→ **Problem to solve**
Please copy out the entries word for word, starting at the line that contains "Can you find the diver's leg?" and ending after the line that contains "[[723, 251], [723, 284]]".

== == ==

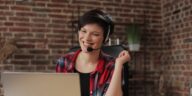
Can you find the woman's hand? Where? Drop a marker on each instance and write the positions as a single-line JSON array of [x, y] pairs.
[[123, 58]]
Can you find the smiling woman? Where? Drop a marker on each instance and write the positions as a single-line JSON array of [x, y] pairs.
[[100, 73]]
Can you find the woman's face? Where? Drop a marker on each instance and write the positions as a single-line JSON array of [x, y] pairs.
[[90, 35]]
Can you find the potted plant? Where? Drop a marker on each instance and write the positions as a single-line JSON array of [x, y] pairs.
[[134, 36]]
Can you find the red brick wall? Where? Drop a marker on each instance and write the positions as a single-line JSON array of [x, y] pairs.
[[43, 31], [177, 35]]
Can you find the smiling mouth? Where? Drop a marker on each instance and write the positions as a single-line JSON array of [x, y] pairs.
[[87, 44]]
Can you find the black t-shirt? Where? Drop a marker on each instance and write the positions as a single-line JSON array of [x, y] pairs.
[[84, 83]]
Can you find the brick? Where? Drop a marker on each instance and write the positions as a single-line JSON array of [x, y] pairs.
[[39, 51], [20, 8], [40, 62], [19, 29]]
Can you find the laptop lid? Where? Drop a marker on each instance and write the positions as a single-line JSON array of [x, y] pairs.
[[40, 84]]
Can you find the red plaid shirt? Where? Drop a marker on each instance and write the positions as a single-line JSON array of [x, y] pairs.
[[99, 79]]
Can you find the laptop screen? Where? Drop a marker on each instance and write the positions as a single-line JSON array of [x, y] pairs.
[[40, 84]]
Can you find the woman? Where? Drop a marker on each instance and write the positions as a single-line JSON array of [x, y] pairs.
[[100, 74]]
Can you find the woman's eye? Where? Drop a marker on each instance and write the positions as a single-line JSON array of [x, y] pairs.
[[96, 34]]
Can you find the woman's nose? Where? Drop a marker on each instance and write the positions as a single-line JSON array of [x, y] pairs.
[[87, 37]]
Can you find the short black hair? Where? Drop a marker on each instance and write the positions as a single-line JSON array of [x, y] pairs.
[[99, 17]]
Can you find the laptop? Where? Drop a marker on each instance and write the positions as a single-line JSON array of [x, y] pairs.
[[40, 84]]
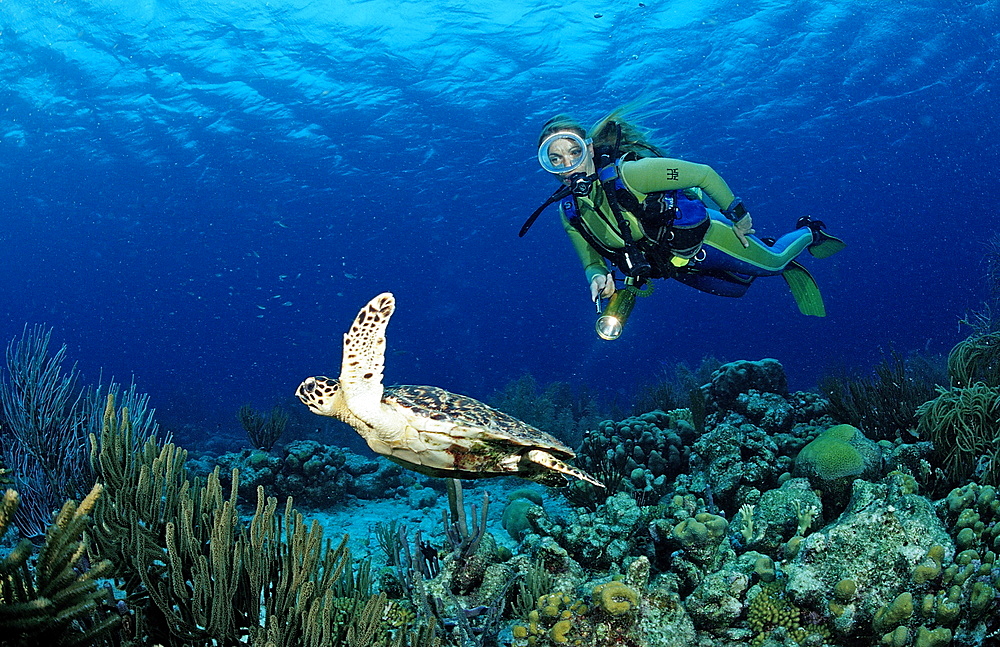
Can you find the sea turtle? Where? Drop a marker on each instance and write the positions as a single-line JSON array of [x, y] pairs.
[[425, 428]]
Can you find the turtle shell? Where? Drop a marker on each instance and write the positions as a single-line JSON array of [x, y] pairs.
[[468, 420]]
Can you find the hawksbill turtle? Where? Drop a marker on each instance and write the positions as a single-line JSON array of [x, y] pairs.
[[425, 428]]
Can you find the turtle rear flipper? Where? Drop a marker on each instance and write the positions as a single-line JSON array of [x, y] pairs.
[[547, 460]]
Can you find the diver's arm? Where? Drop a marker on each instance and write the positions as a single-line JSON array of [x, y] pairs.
[[665, 174], [593, 264]]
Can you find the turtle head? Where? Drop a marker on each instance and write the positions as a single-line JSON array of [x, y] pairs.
[[321, 394]]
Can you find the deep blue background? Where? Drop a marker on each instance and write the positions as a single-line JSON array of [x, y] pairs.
[[202, 194]]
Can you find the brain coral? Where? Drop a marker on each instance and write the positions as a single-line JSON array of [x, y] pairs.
[[836, 457]]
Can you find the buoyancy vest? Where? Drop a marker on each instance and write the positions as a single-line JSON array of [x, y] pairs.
[[673, 223]]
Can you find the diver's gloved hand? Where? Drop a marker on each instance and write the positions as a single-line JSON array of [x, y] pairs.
[[742, 223], [743, 228], [603, 286]]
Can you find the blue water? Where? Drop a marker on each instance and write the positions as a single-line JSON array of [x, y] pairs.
[[202, 194]]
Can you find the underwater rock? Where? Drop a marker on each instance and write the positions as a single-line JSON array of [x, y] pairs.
[[734, 378], [769, 411], [778, 515], [649, 450], [876, 542], [516, 519], [604, 538], [736, 457]]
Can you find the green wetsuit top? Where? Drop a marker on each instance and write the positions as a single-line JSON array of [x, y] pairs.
[[641, 176]]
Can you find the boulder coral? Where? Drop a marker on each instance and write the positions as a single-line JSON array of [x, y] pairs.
[[836, 458]]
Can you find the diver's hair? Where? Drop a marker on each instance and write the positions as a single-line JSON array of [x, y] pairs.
[[561, 123], [634, 139], [604, 133]]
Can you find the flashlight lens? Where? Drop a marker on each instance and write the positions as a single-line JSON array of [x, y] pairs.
[[609, 327]]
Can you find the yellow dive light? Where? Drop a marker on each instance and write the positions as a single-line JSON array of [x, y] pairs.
[[612, 321]]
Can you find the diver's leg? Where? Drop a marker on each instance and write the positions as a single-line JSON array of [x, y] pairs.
[[723, 251], [723, 284]]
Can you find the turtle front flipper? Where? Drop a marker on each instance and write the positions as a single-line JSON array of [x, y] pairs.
[[363, 362], [547, 460]]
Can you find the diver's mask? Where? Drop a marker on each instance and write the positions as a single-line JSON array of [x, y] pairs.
[[563, 152]]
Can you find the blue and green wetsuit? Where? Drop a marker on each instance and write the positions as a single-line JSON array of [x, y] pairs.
[[723, 266]]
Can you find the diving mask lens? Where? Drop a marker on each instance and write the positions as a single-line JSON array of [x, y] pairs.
[[563, 153]]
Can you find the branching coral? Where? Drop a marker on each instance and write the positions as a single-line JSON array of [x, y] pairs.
[[975, 359], [198, 574], [57, 601], [883, 405], [263, 431], [962, 424]]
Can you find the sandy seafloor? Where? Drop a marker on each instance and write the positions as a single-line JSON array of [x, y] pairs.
[[358, 518]]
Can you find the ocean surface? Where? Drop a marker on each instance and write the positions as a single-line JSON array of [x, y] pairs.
[[200, 195]]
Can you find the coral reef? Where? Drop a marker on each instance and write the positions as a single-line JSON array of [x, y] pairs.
[[57, 601], [835, 458]]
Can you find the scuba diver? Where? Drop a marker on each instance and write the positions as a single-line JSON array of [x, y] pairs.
[[623, 201]]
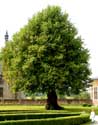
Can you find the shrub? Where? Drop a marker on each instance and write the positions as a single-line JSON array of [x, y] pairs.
[[72, 120]]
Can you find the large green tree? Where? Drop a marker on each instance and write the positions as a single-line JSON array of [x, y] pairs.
[[47, 56]]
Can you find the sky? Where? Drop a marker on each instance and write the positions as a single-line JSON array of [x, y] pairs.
[[14, 14]]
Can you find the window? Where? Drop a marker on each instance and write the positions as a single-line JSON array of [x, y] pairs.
[[95, 92], [1, 92]]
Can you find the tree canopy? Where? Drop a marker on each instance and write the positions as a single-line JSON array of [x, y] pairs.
[[47, 55]]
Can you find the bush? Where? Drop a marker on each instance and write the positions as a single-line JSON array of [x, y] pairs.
[[17, 116], [72, 120]]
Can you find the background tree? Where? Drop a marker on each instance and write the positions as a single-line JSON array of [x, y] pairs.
[[47, 56]]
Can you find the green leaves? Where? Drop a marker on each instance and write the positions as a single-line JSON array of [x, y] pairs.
[[47, 54]]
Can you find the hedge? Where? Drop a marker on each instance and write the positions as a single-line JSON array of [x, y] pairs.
[[71, 120], [4, 117]]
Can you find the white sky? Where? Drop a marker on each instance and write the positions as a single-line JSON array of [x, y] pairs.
[[14, 14]]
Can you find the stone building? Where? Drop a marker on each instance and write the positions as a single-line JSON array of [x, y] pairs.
[[94, 91], [5, 91]]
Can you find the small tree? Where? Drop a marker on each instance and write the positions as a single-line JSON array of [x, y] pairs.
[[47, 56]]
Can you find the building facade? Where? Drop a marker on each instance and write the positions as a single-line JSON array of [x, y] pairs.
[[94, 91], [5, 90]]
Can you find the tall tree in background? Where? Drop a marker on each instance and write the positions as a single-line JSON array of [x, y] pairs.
[[47, 56]]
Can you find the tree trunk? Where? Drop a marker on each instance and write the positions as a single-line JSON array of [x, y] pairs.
[[52, 101]]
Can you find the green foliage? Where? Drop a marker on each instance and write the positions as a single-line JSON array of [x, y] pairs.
[[21, 116], [46, 54], [73, 120]]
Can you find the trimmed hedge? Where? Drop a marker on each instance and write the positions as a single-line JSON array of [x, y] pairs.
[[72, 120], [4, 117]]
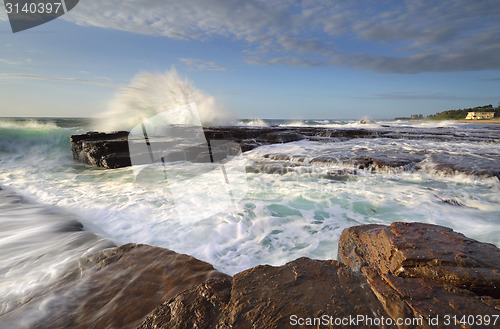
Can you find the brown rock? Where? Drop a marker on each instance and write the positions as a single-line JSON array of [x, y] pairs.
[[270, 297], [118, 287], [416, 250], [423, 271], [199, 307]]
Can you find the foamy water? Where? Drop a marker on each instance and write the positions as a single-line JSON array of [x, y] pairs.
[[293, 208]]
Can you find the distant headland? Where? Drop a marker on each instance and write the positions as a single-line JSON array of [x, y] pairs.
[[486, 112]]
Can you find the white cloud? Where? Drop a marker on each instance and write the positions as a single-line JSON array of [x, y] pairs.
[[196, 64], [385, 36], [57, 79]]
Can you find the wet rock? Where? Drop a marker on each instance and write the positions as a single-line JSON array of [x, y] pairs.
[[111, 150], [423, 270], [199, 307], [117, 288], [272, 297]]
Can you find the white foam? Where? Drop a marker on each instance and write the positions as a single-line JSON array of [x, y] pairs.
[[149, 94]]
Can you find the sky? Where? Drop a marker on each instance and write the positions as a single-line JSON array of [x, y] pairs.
[[321, 59]]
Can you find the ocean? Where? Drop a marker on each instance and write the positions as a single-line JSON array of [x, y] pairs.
[[300, 197]]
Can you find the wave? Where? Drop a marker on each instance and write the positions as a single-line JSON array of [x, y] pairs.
[[150, 94]]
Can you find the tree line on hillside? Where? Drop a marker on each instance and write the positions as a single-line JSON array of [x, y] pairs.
[[458, 114]]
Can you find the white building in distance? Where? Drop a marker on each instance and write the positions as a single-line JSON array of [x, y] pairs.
[[479, 115]]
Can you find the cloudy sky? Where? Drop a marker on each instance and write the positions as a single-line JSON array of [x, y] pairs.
[[261, 59]]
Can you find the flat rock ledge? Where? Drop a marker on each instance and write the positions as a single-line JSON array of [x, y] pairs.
[[111, 150]]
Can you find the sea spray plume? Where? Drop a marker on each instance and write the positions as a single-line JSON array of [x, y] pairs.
[[149, 94]]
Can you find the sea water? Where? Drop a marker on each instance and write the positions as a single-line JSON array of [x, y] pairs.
[[294, 207]]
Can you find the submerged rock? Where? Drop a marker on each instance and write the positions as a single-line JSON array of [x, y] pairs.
[[424, 276], [423, 270], [272, 297], [111, 150]]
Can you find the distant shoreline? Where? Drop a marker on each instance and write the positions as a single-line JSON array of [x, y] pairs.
[[497, 121]]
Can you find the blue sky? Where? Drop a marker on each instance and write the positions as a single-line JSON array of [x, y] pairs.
[[261, 59]]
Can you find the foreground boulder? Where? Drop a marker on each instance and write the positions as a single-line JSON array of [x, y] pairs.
[[296, 294]]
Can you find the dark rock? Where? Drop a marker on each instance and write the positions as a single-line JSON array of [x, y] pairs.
[[101, 149], [117, 287], [111, 150]]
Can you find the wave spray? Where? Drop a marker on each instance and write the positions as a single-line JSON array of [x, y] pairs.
[[149, 94]]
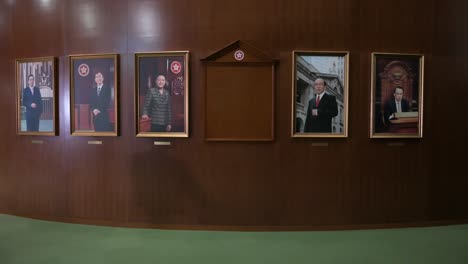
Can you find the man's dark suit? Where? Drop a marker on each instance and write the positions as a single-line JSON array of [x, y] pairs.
[[327, 109], [32, 114], [101, 103], [390, 108]]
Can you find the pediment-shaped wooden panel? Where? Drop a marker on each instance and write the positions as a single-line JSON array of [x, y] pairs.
[[239, 94], [239, 52]]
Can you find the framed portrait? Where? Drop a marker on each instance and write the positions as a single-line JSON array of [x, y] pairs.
[[320, 94], [94, 95], [397, 95], [161, 94], [36, 96]]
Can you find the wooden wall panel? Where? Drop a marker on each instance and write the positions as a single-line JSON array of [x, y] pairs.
[[287, 182]]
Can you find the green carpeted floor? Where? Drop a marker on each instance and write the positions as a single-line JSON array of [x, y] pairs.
[[25, 240]]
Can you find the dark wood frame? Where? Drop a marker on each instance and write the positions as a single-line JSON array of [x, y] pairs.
[[19, 89], [345, 55], [375, 79], [115, 58], [185, 55]]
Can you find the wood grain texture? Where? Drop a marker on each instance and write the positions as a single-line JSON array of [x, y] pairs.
[[287, 182]]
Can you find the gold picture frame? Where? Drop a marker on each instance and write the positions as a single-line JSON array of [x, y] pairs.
[[397, 86], [94, 87], [324, 73], [36, 96], [162, 94]]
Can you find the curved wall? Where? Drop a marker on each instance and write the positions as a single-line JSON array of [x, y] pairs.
[[129, 181]]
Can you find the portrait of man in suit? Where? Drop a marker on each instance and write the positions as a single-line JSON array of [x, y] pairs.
[[397, 105], [397, 95], [94, 93], [322, 108], [320, 86], [32, 101], [99, 103]]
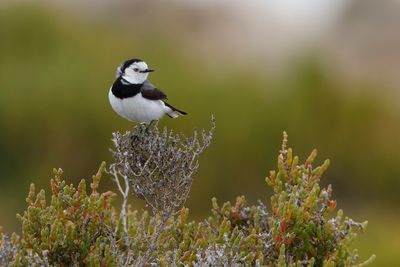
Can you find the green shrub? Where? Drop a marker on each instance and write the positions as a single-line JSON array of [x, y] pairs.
[[77, 228]]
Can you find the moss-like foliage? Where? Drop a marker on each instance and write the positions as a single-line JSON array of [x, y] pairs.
[[84, 229]]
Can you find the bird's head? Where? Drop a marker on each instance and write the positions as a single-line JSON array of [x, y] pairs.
[[134, 71]]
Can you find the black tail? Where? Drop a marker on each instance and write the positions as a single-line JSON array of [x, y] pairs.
[[174, 111]]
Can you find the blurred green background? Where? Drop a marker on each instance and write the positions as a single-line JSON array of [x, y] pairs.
[[327, 74]]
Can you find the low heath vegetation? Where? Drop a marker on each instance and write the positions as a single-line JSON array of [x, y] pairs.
[[80, 226]]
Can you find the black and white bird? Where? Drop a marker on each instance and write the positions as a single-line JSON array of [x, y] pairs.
[[134, 98]]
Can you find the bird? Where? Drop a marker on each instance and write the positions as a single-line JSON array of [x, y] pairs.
[[134, 98]]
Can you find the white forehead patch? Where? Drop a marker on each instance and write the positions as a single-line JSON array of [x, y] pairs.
[[141, 65]]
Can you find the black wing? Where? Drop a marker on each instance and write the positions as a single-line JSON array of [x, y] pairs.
[[150, 92]]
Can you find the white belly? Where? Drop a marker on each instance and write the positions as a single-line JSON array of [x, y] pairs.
[[138, 108]]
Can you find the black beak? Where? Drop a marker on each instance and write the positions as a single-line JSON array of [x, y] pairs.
[[145, 71]]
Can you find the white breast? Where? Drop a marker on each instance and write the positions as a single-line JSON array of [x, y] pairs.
[[138, 108]]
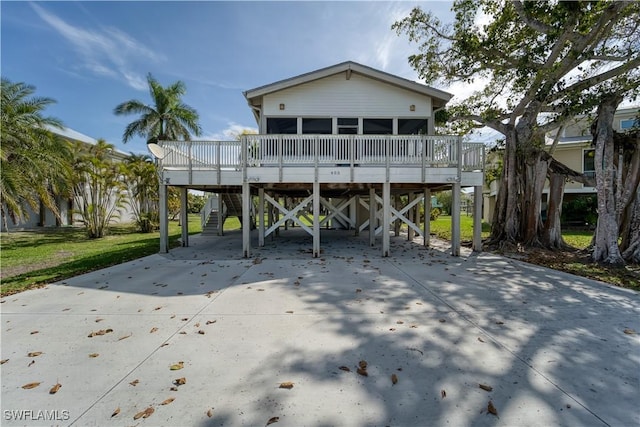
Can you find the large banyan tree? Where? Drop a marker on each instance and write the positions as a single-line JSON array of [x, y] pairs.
[[538, 65]]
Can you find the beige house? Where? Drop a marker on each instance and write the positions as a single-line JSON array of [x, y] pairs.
[[337, 144], [574, 149]]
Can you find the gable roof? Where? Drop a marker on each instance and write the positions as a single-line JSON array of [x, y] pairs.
[[439, 97]]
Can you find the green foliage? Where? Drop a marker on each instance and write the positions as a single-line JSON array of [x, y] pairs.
[[445, 199], [34, 161], [141, 179], [98, 187], [167, 119]]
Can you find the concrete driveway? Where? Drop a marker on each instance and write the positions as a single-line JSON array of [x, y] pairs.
[[552, 349]]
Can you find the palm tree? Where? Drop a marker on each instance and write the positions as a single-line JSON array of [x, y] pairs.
[[34, 161], [167, 119]]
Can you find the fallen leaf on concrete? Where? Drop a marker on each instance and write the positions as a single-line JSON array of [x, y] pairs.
[[492, 409], [177, 366], [29, 386], [144, 414]]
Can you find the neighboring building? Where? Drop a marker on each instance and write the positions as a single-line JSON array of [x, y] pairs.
[[44, 217], [574, 150], [343, 140]]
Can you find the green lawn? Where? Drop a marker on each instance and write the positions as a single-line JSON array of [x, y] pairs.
[[30, 258]]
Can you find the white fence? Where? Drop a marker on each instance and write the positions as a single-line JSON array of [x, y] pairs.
[[324, 150]]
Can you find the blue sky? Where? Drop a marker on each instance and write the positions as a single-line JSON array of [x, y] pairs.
[[91, 56]]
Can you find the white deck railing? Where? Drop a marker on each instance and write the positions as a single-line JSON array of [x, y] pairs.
[[325, 150]]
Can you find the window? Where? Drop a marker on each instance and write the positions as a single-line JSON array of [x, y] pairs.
[[322, 126], [629, 123], [347, 126], [412, 126], [377, 126], [287, 125], [588, 163]]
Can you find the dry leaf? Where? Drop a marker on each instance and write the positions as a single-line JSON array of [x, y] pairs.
[[144, 414], [30, 386], [177, 366], [492, 409]]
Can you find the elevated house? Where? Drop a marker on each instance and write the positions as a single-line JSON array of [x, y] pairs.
[[338, 144], [575, 150]]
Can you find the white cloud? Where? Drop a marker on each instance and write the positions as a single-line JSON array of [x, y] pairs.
[[104, 51]]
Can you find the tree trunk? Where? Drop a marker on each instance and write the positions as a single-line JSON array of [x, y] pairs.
[[606, 248], [552, 232]]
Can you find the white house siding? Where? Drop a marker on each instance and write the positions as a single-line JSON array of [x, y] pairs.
[[335, 96]]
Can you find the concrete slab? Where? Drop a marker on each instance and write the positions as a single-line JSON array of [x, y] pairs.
[[552, 346]]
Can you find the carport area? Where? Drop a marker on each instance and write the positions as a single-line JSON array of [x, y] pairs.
[[219, 334]]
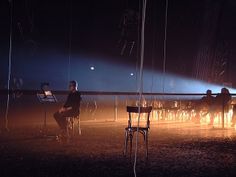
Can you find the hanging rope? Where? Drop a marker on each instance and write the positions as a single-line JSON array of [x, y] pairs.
[[9, 65], [164, 49], [140, 79], [70, 40]]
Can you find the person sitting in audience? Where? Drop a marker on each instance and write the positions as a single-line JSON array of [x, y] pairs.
[[71, 107]]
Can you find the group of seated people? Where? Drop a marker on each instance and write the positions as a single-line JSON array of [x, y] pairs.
[[208, 104], [212, 105]]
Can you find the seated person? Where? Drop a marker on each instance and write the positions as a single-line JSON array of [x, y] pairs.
[[234, 116], [71, 108], [206, 105], [222, 102]]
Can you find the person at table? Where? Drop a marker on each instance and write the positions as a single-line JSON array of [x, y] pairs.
[[71, 107]]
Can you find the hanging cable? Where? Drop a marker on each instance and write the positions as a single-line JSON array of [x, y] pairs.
[[140, 80], [70, 41], [164, 48], [9, 64]]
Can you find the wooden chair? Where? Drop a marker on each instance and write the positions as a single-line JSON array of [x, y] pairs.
[[130, 130]]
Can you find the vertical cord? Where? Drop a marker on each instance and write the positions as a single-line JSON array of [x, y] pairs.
[[9, 64], [70, 40], [164, 50], [141, 80]]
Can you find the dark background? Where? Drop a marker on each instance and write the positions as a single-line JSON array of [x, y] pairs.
[[41, 41]]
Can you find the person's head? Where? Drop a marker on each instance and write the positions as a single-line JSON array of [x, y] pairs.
[[209, 92], [73, 85]]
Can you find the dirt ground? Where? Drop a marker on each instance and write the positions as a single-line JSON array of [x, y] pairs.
[[175, 150]]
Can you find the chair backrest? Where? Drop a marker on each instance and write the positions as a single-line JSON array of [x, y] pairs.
[[141, 110], [135, 109]]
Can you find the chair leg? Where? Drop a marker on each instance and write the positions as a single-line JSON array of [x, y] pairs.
[[131, 144], [72, 127], [79, 127], [126, 142]]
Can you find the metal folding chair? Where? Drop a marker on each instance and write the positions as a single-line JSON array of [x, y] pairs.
[[73, 126], [130, 130]]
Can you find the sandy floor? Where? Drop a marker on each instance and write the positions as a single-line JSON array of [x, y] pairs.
[[180, 150]]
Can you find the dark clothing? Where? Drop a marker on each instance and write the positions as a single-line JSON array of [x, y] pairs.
[[73, 100]]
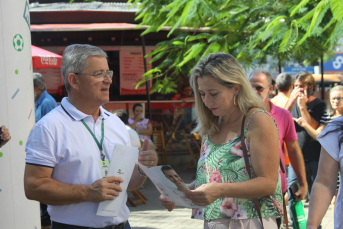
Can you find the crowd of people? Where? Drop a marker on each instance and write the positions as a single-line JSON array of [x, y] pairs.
[[242, 178]]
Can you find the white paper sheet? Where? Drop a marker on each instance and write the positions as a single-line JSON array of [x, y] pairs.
[[122, 164], [166, 187]]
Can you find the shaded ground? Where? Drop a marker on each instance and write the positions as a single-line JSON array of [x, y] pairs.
[[153, 215]]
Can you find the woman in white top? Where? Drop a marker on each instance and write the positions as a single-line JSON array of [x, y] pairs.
[[324, 186], [140, 124]]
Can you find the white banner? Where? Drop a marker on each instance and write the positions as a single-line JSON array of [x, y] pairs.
[[17, 113]]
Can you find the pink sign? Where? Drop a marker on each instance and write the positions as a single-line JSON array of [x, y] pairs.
[[131, 71]]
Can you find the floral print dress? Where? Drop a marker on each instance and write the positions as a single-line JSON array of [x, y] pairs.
[[225, 164]]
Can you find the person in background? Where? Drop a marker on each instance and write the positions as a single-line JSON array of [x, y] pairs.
[[141, 125], [185, 109], [284, 84], [335, 110], [324, 187], [134, 138], [170, 173], [67, 148], [4, 136], [135, 141], [303, 104], [261, 81], [44, 102], [223, 98]]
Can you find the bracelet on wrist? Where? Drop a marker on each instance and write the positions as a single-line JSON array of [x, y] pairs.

== == ==

→ **Answer to the task**
Can you find the diver's leg? Where? Drop a marker on each instance and write the positions as a single-line JSON array of [x, y] pairs.
[[723, 251], [723, 284]]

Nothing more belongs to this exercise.